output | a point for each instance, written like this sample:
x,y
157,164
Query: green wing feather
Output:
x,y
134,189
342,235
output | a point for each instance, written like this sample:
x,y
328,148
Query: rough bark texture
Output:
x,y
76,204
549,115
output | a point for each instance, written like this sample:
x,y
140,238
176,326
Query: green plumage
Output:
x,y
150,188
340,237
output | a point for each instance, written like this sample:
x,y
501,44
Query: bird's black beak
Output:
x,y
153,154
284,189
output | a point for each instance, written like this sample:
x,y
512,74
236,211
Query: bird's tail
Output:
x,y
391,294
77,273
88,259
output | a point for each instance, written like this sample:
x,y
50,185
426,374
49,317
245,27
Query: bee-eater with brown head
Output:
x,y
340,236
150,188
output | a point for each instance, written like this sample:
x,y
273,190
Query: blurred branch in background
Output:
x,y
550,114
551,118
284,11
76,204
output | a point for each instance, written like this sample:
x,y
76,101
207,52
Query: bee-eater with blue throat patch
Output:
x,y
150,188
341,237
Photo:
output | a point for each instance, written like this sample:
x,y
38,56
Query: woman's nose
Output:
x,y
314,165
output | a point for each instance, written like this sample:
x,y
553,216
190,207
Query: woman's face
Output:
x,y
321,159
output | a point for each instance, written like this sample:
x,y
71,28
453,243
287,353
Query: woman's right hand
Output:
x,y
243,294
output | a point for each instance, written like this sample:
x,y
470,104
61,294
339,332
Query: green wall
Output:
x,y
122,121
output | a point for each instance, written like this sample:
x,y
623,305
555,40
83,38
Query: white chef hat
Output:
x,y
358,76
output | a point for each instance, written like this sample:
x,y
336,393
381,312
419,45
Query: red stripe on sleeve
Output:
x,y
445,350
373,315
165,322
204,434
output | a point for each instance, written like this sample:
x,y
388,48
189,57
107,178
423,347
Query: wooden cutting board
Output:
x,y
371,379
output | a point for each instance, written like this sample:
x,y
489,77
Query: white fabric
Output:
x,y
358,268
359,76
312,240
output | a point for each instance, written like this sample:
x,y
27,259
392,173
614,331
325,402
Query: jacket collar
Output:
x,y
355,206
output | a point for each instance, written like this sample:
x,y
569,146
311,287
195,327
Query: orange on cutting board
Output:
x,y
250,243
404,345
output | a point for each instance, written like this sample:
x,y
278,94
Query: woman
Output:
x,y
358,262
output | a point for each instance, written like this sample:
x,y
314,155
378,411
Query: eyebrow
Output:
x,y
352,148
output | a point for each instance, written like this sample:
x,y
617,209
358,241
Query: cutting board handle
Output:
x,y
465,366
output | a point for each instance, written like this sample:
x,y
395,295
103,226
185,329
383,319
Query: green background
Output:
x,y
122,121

----

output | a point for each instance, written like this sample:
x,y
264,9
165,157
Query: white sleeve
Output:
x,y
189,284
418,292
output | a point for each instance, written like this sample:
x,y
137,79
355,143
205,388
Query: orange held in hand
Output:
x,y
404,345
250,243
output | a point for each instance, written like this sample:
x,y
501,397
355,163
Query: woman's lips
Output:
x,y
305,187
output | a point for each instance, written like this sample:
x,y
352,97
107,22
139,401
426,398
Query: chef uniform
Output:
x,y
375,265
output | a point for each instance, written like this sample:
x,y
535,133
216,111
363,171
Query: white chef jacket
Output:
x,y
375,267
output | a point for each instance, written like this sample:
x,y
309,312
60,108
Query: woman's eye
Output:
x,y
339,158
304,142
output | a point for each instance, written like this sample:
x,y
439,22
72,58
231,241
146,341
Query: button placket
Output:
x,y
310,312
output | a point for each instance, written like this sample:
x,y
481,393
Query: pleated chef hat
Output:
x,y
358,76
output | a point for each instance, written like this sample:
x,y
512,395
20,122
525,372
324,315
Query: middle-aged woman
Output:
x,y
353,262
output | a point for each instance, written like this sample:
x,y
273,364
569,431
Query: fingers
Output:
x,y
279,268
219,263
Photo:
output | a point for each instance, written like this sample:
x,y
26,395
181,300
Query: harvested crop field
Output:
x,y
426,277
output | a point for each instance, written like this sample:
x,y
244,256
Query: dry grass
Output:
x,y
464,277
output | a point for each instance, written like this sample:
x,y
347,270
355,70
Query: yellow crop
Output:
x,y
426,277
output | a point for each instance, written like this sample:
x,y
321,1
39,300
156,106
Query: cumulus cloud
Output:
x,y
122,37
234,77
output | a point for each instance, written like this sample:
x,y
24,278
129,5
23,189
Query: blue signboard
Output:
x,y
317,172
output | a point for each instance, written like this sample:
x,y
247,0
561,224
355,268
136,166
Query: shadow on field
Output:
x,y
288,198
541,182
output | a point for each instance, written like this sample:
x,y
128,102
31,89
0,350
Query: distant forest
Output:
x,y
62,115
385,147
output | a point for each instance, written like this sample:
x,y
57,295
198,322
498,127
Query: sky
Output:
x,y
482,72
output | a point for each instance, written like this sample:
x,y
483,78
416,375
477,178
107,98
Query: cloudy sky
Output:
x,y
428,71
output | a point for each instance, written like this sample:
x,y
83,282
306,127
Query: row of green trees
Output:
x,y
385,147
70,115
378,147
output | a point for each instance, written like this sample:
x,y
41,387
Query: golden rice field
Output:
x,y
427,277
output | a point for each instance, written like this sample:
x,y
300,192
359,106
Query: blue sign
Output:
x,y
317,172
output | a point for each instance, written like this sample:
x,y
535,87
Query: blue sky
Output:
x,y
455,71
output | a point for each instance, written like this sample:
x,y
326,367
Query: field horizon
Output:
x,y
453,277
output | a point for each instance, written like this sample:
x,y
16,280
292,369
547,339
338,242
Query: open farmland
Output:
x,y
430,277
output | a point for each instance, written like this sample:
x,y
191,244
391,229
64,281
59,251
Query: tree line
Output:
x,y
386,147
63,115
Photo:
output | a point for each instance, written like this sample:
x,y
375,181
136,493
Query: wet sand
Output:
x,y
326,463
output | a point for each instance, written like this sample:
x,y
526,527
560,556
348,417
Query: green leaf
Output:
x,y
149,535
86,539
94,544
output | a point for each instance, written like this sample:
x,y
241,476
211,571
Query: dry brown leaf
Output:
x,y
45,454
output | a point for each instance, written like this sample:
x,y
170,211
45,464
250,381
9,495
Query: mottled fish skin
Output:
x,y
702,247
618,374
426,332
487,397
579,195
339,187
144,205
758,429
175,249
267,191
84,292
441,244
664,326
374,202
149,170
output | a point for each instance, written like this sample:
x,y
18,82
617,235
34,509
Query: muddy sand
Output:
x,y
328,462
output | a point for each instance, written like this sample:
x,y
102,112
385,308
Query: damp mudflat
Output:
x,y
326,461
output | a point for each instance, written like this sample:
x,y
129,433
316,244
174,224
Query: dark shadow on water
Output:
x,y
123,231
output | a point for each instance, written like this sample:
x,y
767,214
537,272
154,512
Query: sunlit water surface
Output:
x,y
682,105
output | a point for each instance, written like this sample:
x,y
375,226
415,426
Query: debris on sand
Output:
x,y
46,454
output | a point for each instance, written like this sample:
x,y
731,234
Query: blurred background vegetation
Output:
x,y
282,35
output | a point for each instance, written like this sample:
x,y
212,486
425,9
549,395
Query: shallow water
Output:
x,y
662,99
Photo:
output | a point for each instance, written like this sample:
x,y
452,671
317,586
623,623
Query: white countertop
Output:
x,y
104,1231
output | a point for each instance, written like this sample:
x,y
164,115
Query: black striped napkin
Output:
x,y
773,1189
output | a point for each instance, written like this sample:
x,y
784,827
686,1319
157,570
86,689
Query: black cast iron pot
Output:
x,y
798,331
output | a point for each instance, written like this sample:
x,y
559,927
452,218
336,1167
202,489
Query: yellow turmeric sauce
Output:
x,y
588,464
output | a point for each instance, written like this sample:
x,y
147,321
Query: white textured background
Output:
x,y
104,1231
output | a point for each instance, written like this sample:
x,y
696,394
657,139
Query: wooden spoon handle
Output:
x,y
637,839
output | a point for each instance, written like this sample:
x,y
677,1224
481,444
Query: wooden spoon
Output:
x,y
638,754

----

Problem to work on - Single out each line of the records above with the string "wooden" in it, and copy it.

Your response -
Query: wooden cutting board
Query: wooden spoon handle
Query: wooden spoon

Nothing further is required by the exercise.